ABOUT THIS TASK = From the entries below, copy exactly the lines from the one that contains "the window in the photo above, written" through the one that contains "Return one point per instance of the ceiling", both included, and only those.

---------- EXERCISE MATERIAL ----------

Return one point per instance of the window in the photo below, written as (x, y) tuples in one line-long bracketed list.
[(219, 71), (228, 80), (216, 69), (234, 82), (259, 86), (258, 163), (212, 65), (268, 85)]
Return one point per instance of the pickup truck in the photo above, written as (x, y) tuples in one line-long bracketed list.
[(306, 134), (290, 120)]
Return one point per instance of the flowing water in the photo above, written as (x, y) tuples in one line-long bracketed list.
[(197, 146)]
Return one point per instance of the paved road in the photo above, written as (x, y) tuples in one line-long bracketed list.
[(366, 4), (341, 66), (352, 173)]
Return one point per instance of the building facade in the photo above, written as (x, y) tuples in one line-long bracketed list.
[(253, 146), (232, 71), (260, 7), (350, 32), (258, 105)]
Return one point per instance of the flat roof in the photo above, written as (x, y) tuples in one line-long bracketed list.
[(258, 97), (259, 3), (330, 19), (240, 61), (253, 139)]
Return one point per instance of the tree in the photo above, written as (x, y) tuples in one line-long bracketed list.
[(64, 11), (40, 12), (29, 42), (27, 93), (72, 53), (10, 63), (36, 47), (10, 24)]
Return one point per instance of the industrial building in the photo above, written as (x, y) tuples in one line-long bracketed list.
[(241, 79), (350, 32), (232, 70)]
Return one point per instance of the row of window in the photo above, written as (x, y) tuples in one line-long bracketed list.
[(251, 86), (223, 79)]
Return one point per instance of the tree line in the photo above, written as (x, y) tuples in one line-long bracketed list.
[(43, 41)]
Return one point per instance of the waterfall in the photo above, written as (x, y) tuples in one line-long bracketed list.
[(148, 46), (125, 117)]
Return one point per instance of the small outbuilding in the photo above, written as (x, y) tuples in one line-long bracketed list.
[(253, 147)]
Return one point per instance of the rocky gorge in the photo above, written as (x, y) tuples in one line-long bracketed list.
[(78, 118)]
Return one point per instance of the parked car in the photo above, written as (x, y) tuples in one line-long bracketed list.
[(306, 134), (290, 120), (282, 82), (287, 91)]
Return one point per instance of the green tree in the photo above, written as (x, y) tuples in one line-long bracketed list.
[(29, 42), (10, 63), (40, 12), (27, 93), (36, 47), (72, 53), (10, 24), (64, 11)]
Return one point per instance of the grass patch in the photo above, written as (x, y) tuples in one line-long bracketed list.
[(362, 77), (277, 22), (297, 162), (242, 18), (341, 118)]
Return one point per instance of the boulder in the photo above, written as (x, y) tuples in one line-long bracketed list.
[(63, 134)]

----------
---------- EXERCISE MATERIAL ----------

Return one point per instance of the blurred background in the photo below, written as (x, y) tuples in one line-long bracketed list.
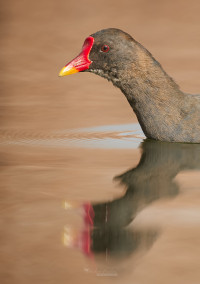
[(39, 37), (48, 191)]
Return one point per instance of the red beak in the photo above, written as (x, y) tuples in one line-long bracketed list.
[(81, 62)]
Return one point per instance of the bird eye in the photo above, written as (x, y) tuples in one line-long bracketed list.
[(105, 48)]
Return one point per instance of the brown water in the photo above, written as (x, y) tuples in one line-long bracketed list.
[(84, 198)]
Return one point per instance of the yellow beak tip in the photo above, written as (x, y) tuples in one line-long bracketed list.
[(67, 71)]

----------
---------- EXERCISE MATERIAL ----------

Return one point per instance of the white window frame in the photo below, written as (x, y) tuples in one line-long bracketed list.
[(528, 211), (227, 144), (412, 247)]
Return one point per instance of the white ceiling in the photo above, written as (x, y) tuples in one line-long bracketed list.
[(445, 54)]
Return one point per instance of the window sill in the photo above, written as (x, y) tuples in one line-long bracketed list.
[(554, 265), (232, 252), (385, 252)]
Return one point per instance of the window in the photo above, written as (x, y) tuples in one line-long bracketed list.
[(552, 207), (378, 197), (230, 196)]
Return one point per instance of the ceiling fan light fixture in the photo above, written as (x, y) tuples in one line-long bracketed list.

----------

WRITTEN SOLUTION =
Return one point per instance of the window in the photo above, written as (x, y) tuples in one line-long bracketed list.
[(552, 207), (378, 197), (230, 196)]
Return one point per instance of the ceiling fan light fixture in the photo above, written as (x, y) tuples in one line-long bracketed list.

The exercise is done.